# Seafood marinara



## Topsailbum (Apr 10, 2003)

10-75 SEAFOOD SAUCE
INGREDIENTS:
2 lbs each of mussels, clam meat, sea scallops & calamari or your choice of seafood
2 jars of Victoria marinara sauce
1 can of clam juice
pepper and salt to taste
1/4 cup of hot sauce
2 heads of garlic

IN A LARGE CROCK POT, SAUTE' 2 HEADS OF GARLIC UNTIL BROWN OR TRANSLUCENT. ADD THE SEAFOOD AND SAUTE WITH HOT SAUCE UNTIL TENDER. ADD CLAM JUICE AND IF DESIRED, 2 TBSP. OF MARGARINE ( LOW CALORIE PLEASE) AND BRING TO BOIL. LOWER HEAT AND SIMMER FOR 30 MIN. ADD 2 JARS OF THE MARINARA SAUCE SALT AND PEPPER AND SIMMER AGAIN FOR AN ADDITIONAL 30 MINUTES. SERVE OVER YOUR FAVORITE PASTA AND SERVE WITH GARLIC BREAD


----------



## Anthony (Jul 3, 2002)

This looks like a good recipe to try. I'll have to cut the recipe in half since I only cook for two. This sounds really tasty.


----------



## Topsailbum (Apr 10, 2003)

cut it by 4, it feeds many


----------



## the rhondel (Feb 6, 2003)

....was scanning recipes and will try this tonight.....the R


----------



## the rhondel (Feb 6, 2003)

....dang Topsailbum,you my type of guy....8 bucks for a jar of that Victorias marinara...gonna spare no expense  ..the R


----------



## shaggy (Jun 18, 2003)

the rhondel said:


> ....dang Topsailbum,you my type of guy....8 bucks for a jar of that Victorias marinara...gonna spare no expense  ..the R


Dang R, ya spend less on women, feeshin and beer, 8 bucks for a jar of marinara wouldn't hurt as much  

Have Jeep will travel  

Nice chattin' with ya over the weekend!


----------



## the rhondel (Feb 6, 2003)

Well Shag...I've always been into self-satisfaction  ...cya in Sept......  ...the R


----------



## Topsailbum (Apr 10, 2003)

yea it aint cheap, but in my opinion pretty dang tasty. How did it work out for ya?


----------

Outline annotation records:
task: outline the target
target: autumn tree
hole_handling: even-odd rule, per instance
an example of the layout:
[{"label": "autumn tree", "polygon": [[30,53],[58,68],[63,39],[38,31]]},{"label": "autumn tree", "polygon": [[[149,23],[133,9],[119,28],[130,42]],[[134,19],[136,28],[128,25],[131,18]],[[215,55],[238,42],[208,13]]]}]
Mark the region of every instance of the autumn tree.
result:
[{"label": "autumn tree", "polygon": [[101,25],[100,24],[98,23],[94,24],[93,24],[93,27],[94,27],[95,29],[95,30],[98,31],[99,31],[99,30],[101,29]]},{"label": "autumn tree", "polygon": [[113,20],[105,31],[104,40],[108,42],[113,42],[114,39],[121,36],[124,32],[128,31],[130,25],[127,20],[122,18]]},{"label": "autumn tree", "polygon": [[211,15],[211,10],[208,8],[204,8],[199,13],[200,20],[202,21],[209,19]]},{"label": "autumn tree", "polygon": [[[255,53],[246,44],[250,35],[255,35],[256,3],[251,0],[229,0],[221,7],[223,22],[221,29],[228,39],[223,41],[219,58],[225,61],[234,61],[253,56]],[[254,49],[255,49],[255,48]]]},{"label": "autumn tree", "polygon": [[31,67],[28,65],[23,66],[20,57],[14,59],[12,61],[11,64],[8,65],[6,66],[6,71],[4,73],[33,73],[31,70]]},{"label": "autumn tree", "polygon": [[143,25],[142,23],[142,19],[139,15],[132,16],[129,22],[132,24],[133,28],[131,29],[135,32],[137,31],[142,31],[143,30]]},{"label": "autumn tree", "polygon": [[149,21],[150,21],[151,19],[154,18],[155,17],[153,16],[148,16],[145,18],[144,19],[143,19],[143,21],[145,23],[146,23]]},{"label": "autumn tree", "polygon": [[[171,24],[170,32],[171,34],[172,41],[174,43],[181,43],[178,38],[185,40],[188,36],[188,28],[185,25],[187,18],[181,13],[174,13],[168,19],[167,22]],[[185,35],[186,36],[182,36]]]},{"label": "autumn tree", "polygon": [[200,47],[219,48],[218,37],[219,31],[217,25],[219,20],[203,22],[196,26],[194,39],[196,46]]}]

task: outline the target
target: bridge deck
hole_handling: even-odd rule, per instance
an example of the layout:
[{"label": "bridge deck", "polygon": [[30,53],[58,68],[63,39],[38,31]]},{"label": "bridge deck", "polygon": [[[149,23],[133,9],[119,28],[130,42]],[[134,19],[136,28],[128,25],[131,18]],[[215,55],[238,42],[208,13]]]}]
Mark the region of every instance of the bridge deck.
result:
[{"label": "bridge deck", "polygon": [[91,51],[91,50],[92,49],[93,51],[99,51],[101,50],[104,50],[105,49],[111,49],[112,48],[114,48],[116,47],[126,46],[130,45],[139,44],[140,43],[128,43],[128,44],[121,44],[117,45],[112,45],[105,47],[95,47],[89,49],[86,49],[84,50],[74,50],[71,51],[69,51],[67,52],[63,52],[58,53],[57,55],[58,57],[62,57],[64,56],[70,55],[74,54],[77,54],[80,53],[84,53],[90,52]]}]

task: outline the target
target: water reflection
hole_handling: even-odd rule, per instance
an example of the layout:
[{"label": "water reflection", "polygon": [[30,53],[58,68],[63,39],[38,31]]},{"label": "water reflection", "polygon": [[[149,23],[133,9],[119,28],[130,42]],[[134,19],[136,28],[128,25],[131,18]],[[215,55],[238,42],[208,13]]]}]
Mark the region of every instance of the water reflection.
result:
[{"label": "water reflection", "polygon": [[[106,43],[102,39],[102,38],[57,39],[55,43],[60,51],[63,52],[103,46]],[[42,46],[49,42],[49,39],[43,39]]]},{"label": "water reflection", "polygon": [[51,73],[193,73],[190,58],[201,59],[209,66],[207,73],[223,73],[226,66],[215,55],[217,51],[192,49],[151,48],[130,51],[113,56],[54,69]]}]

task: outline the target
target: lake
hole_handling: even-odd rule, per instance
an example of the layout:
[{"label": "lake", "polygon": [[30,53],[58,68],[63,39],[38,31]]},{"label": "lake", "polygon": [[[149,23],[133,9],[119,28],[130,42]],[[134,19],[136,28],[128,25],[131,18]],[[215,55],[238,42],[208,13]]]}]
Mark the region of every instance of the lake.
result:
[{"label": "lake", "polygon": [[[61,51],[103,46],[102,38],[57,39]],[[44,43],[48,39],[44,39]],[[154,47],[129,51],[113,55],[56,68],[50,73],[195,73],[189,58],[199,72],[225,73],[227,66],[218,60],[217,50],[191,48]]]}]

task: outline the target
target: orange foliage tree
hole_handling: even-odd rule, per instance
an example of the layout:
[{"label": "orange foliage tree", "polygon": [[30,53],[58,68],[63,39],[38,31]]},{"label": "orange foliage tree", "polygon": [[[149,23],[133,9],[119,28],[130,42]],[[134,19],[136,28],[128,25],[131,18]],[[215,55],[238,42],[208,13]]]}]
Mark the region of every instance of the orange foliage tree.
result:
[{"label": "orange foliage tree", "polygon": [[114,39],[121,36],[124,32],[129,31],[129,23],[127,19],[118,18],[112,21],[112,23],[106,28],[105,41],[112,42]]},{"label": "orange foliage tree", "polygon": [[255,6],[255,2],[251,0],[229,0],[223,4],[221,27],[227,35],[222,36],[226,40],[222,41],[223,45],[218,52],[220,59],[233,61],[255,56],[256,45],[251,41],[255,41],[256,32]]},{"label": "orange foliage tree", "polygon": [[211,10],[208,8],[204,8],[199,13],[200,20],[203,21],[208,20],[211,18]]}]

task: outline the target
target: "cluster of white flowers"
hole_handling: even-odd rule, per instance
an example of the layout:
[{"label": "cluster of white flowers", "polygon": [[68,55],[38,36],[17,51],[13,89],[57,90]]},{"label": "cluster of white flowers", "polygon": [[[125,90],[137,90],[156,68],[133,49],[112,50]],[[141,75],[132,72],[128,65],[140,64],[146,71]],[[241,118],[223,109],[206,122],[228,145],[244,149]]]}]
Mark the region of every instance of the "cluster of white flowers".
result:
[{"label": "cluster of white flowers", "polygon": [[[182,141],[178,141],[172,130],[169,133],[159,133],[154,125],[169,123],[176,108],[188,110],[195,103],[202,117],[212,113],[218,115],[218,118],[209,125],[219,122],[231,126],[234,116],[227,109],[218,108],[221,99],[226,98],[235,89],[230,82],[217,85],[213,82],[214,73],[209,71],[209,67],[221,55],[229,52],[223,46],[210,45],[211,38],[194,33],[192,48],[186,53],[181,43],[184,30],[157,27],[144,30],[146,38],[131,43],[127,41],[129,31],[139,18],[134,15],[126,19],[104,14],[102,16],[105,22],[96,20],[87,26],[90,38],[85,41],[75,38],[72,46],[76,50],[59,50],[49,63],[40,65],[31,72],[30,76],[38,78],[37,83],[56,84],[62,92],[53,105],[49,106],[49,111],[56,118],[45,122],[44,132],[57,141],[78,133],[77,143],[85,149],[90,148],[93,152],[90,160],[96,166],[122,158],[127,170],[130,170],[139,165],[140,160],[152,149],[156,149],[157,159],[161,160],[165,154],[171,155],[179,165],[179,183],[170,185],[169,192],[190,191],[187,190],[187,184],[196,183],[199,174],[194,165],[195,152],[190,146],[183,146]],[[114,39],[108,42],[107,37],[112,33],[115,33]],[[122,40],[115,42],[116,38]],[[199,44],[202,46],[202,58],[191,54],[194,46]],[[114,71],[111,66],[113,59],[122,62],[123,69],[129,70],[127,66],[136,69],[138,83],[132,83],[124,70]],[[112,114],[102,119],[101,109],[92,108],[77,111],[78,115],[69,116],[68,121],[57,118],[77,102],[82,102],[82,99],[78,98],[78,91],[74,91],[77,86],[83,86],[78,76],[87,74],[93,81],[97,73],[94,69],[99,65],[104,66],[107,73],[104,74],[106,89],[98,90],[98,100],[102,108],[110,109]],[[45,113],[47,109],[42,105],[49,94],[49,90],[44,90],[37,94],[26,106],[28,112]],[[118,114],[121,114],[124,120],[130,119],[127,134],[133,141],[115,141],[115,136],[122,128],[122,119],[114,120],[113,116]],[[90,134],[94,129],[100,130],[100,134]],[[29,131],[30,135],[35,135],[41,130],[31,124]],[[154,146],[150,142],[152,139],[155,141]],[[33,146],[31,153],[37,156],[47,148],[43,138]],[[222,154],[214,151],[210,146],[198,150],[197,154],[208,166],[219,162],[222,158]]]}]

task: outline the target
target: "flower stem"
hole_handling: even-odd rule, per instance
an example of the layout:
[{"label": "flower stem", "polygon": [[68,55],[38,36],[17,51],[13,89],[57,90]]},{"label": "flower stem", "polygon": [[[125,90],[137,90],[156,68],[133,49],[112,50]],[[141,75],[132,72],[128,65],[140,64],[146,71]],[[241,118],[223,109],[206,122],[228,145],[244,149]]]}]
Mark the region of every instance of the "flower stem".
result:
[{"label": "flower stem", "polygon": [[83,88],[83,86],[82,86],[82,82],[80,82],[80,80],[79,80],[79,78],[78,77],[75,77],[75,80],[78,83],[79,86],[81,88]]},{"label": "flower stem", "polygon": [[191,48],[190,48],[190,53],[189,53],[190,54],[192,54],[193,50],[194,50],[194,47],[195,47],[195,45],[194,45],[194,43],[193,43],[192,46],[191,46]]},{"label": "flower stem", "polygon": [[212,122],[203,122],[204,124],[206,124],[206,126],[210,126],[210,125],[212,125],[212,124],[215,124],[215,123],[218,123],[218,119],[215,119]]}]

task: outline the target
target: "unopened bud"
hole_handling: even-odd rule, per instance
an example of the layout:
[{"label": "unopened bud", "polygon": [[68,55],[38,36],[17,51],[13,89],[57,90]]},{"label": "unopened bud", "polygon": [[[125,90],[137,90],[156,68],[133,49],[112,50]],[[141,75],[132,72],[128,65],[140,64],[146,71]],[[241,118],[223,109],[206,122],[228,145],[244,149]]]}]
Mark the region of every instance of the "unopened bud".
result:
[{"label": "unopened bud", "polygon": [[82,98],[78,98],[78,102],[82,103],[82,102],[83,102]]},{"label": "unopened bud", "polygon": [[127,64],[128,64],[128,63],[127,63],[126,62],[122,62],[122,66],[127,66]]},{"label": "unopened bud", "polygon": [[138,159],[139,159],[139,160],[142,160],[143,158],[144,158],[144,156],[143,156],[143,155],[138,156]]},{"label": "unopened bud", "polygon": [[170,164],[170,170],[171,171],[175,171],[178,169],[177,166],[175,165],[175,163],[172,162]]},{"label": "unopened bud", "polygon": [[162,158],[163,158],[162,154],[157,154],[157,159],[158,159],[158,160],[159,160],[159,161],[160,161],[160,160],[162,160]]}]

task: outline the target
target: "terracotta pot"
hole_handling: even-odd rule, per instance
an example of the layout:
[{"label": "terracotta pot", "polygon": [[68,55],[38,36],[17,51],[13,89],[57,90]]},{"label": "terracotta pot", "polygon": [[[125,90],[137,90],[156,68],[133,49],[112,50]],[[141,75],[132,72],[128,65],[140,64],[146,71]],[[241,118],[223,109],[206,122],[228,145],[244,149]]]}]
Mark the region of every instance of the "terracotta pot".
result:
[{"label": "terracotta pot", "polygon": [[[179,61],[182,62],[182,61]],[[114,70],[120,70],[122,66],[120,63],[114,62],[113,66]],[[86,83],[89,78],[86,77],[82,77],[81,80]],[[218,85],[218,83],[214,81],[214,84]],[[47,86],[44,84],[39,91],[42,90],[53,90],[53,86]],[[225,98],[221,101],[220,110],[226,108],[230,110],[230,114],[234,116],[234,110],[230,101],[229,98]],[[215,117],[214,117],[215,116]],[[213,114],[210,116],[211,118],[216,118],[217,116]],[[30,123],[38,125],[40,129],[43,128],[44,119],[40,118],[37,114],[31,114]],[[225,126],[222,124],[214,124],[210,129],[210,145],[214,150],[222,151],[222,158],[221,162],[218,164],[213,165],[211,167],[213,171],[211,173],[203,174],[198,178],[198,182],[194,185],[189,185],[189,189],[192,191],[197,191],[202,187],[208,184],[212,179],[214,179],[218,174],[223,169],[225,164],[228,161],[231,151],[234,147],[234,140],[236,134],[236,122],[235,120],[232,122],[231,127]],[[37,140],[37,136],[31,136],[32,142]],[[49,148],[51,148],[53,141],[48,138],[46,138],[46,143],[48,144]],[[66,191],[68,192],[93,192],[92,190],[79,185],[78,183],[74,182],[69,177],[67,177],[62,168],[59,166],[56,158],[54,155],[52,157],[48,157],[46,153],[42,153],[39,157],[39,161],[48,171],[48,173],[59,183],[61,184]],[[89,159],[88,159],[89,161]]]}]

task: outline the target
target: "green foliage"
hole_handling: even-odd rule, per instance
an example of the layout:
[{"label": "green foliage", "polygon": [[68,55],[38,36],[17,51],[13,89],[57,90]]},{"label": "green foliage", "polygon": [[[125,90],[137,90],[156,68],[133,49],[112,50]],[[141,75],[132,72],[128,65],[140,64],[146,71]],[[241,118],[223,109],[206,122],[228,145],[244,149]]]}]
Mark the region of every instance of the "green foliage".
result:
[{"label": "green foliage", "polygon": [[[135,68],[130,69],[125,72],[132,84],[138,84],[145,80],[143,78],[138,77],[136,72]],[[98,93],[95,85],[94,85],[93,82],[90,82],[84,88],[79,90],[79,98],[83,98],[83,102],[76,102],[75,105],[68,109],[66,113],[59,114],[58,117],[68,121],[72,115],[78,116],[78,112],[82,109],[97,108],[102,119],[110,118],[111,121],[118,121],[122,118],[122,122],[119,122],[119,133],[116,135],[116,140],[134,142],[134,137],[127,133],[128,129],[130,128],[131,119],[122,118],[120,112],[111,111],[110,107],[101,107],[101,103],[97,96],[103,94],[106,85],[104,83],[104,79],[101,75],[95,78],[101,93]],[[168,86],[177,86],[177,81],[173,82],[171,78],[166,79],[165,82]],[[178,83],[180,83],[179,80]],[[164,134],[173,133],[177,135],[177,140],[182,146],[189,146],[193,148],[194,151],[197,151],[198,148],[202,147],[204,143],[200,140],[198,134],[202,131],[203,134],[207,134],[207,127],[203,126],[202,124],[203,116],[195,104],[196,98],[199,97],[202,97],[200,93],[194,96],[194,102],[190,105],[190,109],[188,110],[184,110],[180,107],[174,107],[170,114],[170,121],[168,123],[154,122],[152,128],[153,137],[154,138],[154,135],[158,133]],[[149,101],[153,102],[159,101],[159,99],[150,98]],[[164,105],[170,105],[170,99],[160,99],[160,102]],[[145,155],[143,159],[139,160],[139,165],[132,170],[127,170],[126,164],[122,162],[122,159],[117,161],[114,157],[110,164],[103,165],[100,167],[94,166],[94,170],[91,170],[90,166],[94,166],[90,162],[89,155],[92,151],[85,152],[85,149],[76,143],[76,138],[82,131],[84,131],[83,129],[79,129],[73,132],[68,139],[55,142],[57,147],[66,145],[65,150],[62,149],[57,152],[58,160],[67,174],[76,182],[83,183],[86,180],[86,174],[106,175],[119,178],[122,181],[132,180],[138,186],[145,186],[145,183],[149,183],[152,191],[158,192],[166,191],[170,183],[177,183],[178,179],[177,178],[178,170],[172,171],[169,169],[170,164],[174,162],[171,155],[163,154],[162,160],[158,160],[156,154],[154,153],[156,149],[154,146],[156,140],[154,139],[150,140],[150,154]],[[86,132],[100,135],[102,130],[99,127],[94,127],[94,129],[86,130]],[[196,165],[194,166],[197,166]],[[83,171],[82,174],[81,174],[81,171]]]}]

(INSTRUCTION 1)
Summarize the seafood marinara thread in two sentences.
(INSTRUCTION 2)
List every item given under "INGREDIENTS:" in the seafood marinara thread.
(INSTRUCTION 3)
Reproduce the seafood marinara thread word for word from "## Anthony (Jul" up to and including "sounds really tasty.".
Nothing here depends on the records.

(RESULT 1)
Topsailbum shares a seafood sauce recipe in which garlic, then seafood with hot sauce, are sautéed in a large crock pot and simmered with clam juice and marinara sauce before being served over pasta with garlic bread. Replies mention cutting the recipe down because it feeds many and note that a jar of the Victoria marinara costs 8 bucks, which Topsailbum concedes isn't cheap but calls pretty tasty.

(RESULT 2)
- 2 lbs each of mussels, clam meat, sea scallops & calamari or your choice of seafood
- 2 jars of Victoria marinara sauce
- 1 can of clam juice
- pepper and salt to taste
- 1/4 cup of hot sauce
- 2 heads of garlic

(RESULT 3)
## Anthony (Jul 3, 2002)

This looks like a good recipe to try. I'll have to cut the recipe in half since I only cook for two. This sounds really tasty.